■ **Do this**:
Please print each of the records below word for word, with no changes.

■ **Data**:
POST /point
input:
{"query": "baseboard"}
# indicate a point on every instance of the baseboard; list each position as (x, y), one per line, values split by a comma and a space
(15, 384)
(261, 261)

■ **Output for this exercise**:
POST /point
input:
{"query": "baseboard"}
# indicate a point on every instance of the baseboard; list each position as (x, y), one per line, values split by a comma and a space
(15, 384)
(261, 261)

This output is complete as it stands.